> ASSIGNMENT 1
Answer these from the book description:
(a) Who printed the 1826 book?
(b) Which inscription appears on p. [3]?
(c) What nickname does the description give the author?
> ASSIGNMENT 2
Resume the book description from its last sentence with a few more sentences.

> PASSAGE
Concord, [N.H.]: Published by Rufus Porter, J. B. Moore, Printer, 1826. 16mo (6.625” x 4”), marbled paper over boards, later red cloth spine. [2], half-title, frontis., viii, [9]–132 pp. Second illus. at p. 122, facing appendix. Early ownership and presentation inscriptions in ink and pencil at ffep (“Christmas 1956 [i.e., 1856] Rufus to Sam”); p. [1] (“John A Soasy[?] Boston Sept 28 1836”); and p. [3] (“Fred W G. May from Ely before embarking for China 1858”). A few additional pencil annotations to initial and final leaves. CONDITION: Very good, covers worn, rubbed at extremities, occasional light foxing and toning to contents, as usual, with a few very minor spots of soiling.

Stated second edition, presumed second printing of this important and enthusiastically wide-ranging work of popular artistic and scientific instruction by the “Yankee Da Vinci” and founder of Scientific American.

> RECORDS SUPPLIED
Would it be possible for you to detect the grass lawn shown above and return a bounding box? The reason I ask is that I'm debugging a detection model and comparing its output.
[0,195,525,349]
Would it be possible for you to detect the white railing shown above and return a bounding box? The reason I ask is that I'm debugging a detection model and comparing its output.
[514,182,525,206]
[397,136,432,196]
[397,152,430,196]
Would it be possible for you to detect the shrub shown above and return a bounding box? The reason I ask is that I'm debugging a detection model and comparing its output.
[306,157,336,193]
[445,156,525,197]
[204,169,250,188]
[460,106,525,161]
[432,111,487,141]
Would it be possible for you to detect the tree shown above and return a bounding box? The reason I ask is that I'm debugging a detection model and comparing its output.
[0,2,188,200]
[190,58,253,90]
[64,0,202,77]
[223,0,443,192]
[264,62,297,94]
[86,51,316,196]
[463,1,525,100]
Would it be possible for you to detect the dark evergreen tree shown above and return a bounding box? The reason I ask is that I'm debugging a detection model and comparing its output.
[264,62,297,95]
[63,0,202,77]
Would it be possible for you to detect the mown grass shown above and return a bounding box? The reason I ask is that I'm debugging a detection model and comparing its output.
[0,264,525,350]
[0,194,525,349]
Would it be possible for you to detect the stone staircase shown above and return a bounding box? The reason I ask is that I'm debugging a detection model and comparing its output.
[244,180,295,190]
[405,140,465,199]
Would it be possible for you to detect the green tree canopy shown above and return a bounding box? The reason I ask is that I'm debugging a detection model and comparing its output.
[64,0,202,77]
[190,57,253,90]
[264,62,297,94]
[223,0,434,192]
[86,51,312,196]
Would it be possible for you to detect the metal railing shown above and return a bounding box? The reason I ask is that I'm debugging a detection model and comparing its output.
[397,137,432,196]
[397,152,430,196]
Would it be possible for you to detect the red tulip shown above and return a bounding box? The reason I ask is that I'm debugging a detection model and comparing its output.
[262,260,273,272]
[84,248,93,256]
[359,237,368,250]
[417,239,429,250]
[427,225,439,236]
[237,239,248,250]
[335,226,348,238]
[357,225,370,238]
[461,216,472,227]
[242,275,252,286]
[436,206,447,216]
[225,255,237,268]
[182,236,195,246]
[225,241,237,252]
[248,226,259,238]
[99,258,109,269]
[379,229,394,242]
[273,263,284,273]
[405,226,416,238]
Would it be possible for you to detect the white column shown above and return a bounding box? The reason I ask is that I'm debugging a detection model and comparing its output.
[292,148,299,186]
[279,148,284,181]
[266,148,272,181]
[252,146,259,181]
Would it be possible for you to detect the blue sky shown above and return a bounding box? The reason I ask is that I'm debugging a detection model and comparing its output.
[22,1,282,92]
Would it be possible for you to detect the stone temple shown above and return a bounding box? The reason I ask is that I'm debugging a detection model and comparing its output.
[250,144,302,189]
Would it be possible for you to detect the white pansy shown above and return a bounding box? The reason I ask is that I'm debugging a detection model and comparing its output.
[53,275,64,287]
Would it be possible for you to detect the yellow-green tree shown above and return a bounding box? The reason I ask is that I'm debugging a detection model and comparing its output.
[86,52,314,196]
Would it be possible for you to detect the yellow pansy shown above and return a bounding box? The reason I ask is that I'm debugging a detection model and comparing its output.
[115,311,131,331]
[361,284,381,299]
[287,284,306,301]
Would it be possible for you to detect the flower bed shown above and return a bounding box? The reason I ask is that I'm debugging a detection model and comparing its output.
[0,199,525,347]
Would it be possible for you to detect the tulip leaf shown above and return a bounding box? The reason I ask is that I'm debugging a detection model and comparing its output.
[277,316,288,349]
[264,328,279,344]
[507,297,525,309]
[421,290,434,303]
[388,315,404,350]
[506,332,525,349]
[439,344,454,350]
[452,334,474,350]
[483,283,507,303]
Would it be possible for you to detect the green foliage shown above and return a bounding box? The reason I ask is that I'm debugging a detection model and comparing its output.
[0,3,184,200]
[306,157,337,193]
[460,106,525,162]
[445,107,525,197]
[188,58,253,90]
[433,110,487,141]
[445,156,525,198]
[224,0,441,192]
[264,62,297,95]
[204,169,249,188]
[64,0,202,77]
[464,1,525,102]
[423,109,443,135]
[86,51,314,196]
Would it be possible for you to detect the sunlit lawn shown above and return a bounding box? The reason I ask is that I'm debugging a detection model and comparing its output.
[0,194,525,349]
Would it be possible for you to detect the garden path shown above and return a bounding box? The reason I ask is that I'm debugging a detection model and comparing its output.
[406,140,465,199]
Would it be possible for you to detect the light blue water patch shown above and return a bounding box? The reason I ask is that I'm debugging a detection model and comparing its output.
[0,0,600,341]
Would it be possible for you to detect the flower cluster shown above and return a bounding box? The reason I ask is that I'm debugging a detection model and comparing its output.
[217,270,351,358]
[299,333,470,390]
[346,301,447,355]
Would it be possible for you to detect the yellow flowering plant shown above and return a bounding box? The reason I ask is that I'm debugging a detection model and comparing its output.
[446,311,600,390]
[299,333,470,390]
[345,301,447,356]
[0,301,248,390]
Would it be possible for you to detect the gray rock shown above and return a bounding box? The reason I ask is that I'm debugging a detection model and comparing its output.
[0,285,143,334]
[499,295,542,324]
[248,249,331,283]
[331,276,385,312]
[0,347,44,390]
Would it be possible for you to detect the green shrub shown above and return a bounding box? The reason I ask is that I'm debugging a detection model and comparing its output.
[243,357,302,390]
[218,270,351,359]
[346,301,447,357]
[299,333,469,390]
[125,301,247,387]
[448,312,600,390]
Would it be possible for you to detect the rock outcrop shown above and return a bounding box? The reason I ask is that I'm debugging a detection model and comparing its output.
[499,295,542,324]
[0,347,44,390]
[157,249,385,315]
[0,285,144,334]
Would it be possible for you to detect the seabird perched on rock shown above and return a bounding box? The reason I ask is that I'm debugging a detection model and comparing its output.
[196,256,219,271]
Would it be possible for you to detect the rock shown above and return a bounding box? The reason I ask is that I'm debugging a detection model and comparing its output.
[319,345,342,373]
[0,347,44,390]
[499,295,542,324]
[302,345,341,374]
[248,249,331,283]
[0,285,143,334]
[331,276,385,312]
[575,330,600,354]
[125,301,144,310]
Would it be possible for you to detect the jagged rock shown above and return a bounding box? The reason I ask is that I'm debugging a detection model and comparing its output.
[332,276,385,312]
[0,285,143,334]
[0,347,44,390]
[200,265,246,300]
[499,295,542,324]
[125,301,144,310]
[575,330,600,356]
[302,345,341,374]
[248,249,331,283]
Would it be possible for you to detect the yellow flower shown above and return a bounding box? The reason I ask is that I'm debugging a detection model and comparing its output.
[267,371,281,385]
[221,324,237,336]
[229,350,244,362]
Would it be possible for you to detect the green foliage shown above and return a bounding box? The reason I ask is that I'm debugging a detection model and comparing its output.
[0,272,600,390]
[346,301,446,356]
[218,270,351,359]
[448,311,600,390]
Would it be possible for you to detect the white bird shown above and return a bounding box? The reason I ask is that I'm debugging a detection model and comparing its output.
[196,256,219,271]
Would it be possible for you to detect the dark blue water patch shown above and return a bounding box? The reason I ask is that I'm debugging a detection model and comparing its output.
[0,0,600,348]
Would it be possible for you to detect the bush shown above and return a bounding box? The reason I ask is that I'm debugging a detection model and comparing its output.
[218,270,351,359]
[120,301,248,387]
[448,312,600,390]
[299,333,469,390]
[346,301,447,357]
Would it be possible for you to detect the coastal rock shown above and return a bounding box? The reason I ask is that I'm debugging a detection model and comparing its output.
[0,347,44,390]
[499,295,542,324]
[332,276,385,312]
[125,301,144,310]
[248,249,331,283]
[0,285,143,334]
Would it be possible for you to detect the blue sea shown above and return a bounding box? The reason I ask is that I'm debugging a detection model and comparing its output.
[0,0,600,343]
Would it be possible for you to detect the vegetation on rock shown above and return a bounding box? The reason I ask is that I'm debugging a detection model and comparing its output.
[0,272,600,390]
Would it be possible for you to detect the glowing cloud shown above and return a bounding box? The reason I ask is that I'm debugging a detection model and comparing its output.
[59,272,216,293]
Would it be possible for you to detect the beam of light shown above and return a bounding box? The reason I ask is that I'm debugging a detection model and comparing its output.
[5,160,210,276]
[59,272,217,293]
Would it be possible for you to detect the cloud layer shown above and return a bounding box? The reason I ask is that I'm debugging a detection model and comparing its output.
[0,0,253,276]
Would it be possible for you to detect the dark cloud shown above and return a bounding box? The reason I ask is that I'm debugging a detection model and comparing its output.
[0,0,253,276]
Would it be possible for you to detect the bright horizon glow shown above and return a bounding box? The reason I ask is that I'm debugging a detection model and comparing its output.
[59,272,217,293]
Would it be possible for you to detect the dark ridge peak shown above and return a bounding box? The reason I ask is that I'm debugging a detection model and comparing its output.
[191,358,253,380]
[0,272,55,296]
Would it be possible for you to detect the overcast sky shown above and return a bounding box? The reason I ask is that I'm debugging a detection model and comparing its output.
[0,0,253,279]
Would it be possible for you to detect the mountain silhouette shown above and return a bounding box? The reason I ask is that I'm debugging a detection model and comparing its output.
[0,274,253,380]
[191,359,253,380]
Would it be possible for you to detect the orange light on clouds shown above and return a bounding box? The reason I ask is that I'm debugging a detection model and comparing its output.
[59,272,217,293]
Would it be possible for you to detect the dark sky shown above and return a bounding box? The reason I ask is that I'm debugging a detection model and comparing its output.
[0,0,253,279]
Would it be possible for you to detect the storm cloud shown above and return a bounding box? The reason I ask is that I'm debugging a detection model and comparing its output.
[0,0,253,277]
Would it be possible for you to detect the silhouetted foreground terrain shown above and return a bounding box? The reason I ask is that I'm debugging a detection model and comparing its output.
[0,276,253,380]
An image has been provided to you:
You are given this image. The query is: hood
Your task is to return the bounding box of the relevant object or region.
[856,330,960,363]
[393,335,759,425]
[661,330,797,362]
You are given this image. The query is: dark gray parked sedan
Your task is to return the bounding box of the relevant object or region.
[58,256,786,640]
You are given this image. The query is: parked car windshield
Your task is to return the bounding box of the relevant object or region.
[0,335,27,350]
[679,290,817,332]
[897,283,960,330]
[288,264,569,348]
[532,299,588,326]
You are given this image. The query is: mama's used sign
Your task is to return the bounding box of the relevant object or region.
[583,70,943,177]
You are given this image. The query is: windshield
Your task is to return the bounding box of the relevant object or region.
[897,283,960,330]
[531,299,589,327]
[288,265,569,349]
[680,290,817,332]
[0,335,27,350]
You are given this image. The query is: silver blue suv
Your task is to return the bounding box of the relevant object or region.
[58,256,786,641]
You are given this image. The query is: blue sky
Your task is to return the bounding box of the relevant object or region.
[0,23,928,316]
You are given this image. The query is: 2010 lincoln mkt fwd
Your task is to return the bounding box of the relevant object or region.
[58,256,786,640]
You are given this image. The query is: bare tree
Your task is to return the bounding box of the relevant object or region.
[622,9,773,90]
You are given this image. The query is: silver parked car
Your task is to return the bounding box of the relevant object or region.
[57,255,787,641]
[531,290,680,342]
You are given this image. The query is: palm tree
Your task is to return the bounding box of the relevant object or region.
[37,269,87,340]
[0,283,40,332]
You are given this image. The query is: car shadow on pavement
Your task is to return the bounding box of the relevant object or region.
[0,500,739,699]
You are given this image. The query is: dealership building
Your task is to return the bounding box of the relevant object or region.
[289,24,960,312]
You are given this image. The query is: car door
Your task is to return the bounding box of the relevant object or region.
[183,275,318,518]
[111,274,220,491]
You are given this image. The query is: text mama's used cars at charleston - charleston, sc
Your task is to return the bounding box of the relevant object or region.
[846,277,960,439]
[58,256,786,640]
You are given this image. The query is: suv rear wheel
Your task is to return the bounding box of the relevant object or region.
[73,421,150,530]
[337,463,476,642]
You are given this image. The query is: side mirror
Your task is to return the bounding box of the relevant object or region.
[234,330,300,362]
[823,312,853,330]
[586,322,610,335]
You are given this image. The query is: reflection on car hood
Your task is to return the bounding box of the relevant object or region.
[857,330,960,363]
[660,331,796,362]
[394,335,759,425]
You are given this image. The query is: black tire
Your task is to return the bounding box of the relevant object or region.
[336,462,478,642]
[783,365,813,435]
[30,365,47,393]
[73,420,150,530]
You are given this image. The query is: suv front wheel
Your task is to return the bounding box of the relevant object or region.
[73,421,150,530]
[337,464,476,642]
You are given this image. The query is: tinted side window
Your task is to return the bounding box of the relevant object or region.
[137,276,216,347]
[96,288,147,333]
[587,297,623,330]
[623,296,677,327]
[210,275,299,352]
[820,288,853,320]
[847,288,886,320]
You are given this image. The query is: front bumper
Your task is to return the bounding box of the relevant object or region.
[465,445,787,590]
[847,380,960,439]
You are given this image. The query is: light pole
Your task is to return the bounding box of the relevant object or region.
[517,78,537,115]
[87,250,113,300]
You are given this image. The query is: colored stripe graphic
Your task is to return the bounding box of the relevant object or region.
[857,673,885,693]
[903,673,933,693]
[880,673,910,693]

> ANSWER BOX 1
(a) J. B. Moore
(b) "Fred W G. May from Ely before embarking for China 1858"
(c) The "Yankee Da Vinci"

> ANSWER BOX 2
Among the most popular works in a wave of art instruction books in the wake of American independence, Curious Arts was first published in a small edition—without a copyright—in 1820, printed by J. T. Peters of Concord, Massachusetts. A revised, enlarged edition under the present altered title appeared in 1825, printed by Jacob B. Moore of Concord, New Hampshire. With its 116 brief chapters, the volume is “a personally selected compendium of practical art recipes, simple experiments in general science and the tricks of a number of trades. The chances are that most of the arts described…—from glass painting and etching to painting carpets and wallpapers—were at some time attempted by the author, and a number of them Porter had practiced professionally” (Lipman, p. 78). In addition to sections on “Landscape painting on walls of rooms,” “Copper plate engraving,”  and instructions “To make good shining black ink,” the volume contains wide-ranging assortment of more fanciful recipes for “Sympathetic inks for secret correspondence” and “Luminous ink that will shine in the dark”; “To change wood, apparently, to stone” and “to render, wood, cloth or paper fire proof”; “To make sky rockets and fire wheels”; “To kindle a fire under water” and (thanks to a recent discovery by Sir Humphrey Davy) “To light a candle by application of ice,” and more. One rather cruel trick, “To change the colours of animals,” relies on the application of “any substance that will blister the skin” directly to the animal’s shaven body. A final section, titled “Sundry experiments,” provides single-sentence instructions for a variety of curiosities of chemistry and physics.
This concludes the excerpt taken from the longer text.